- [Exercise passage]:
Purpose: Jellyfish plaque is defined as “the entire plaque surface or a part of the surface deforms with arterial pulsation”. This study was aimed to clarify the relationship between movement of jellyfish plaque and pulsatile blood flow.
Methods: We performed carotid ultrasonography for 502 patients with cervical carotid stenosis from November 2016 to March 2020. A total of 38 patients with jellyfish plaque was detected. Among them, we evaluated jellyfish plaque of 26 lesions in 22 patients (22 males, median age: 76 years old ranging 60–86), who were able to simultaneously record B-mode and pulsed-wave Doppler imaging (PWD), were retrospectively verified. Sample volume was set in the blood vessel lumen near jellyfish plaque, and B-mode and PWD were simultaneously recorded. Phase of the plaque surface movement (i.e. ups and downs) was analyzed by the waveform of the blood flow in PWD.

- [Recorded data]:
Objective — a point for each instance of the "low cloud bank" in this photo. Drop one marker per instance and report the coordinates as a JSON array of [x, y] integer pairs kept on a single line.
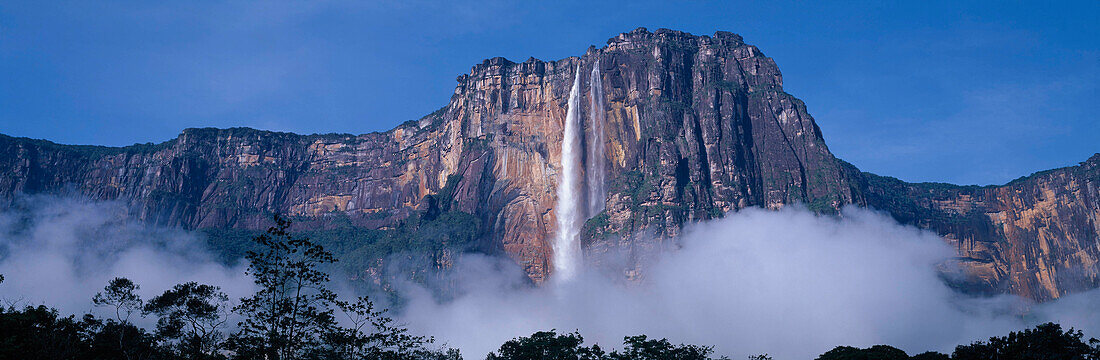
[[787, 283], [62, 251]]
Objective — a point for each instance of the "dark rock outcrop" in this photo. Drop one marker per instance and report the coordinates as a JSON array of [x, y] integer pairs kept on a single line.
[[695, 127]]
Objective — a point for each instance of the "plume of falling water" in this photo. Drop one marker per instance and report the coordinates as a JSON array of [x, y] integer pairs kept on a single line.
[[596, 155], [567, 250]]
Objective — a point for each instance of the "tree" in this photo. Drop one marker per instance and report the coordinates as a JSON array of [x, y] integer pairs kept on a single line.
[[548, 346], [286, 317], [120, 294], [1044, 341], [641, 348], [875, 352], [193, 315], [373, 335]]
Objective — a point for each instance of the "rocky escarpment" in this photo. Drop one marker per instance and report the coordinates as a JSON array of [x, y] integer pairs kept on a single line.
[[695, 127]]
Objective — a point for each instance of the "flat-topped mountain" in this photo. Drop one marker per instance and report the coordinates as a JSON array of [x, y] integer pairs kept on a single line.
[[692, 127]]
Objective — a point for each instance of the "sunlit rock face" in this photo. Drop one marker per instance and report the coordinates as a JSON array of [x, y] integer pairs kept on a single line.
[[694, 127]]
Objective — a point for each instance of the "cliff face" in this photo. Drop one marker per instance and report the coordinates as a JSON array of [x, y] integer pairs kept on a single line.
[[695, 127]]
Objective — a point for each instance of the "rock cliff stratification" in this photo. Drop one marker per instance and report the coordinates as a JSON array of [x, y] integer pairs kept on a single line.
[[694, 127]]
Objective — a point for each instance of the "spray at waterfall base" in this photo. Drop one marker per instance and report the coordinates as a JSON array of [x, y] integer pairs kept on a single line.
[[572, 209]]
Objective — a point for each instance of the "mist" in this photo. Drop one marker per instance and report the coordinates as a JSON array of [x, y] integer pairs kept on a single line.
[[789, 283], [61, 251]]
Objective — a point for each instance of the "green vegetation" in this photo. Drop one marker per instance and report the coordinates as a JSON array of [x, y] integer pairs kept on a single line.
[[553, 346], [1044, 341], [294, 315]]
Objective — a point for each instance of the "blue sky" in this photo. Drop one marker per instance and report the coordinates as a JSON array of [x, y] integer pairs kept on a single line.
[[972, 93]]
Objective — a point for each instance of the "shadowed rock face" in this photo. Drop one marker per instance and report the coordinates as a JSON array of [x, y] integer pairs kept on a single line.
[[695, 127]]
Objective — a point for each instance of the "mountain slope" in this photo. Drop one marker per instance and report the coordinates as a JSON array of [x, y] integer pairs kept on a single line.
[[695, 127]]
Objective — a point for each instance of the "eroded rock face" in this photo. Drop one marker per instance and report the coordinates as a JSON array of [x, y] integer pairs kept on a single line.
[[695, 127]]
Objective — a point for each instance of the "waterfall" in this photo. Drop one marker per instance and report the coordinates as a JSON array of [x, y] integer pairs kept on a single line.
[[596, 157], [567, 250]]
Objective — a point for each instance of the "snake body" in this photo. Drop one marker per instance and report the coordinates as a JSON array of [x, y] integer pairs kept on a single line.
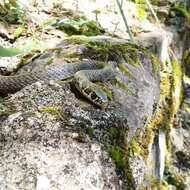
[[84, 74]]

- [Goal of the exercise]:
Continue the abstract on jellyfish plaque and pulsatile blood flow from its last sentence.

- [Exercise output]:
Results and Discussion: All subjects demonstrated the plaque surface movement as lowest in the peak of systolic velocity through highest in the end of diastolic velocity.
Conclusion: Arterial pulsation was presumed to influence on the movement of jellyfish plaque surface. To refer arterial beat and periodical plaque movement would help identify this fragile type of plaques.